# [Tasks to complete]
(a) In the webinar post, for about how long have the Azure Machine Learning presentations been given?
(b) Reproduce the webinar post's text between "Friday, January 26, 2018" and "Data Science Easy(er)", inclusive.

# [Passage shown]
>> begin
Friday, January 26, 2018

Azure Machine Learning Webinars

As some of you may know, we've been giving Azure Machine Learning presentations for about a year now.  As promised, we wanted to include links to the videos, as well as any supplemental material for the presentations.

Azure Machine Learning Studio: Making Data Science Easy(er)

https://www.youtube.com/watch?v=QMj_dL64xCA

There are no supplemental materials for this presentation.

Azure Machine Learning Studio: Four Tips from the Pros

https://www.youtube.com/watch?v=d25wmQ_dSQg
https://drive.google.com/open?id=12xodphzcK1Oy7TBDDSzHPXe8GIiBIgbr

R Code for Creating Interaction Features

<R CODE START>

#####################
## Import Data
#####################

ignore <- c("income")
>> end
# [Excerpted data]
>> begin
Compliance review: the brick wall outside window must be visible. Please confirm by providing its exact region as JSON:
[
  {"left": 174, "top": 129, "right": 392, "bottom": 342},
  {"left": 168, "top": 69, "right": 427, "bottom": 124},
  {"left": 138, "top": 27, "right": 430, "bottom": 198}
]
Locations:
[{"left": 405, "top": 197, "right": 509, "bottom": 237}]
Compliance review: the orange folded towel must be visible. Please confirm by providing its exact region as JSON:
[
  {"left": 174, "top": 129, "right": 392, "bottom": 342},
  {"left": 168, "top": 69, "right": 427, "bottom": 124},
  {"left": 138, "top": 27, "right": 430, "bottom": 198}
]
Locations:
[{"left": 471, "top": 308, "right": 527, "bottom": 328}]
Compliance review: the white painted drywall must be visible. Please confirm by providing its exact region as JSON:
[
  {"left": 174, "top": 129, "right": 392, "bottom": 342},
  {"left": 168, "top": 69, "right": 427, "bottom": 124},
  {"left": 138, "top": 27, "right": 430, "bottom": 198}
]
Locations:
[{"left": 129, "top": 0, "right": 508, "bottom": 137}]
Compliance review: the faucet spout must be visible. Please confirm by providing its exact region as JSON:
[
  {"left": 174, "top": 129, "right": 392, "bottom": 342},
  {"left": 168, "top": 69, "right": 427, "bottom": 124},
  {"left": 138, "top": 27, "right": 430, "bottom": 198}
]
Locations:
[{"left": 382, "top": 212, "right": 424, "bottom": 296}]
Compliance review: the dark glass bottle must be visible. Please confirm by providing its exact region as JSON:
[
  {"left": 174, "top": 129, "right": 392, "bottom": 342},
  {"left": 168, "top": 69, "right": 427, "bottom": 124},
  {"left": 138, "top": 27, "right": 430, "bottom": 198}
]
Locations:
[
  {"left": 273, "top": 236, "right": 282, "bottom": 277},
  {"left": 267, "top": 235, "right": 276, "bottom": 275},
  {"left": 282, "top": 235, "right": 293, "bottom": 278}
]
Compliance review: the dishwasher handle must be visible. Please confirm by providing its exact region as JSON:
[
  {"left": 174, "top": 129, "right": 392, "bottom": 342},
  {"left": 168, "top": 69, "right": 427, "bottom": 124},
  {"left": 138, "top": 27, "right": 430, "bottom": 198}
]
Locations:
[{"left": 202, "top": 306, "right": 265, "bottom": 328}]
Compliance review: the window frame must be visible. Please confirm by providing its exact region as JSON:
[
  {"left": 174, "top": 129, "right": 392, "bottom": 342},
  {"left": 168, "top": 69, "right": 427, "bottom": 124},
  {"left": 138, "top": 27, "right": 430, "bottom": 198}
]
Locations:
>> end
>> begin
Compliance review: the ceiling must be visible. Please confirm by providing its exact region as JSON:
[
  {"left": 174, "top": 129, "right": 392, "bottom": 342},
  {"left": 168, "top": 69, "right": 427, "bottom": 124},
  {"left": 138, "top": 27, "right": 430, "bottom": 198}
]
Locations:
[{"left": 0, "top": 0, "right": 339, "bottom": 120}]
>> end
# [Solutions by task]
(a) About a year.

(b)
Friday, January 26, 2018

Azure Machine Learning Webinars

As some of you may know, we've been giving Azure Machine Learning presentations for about a year now.  As promised, we wanted to include links to the videos, as well as any supplemental material for the presentations.

Azure Machine Learning Studio: Making Data Science Easy(er)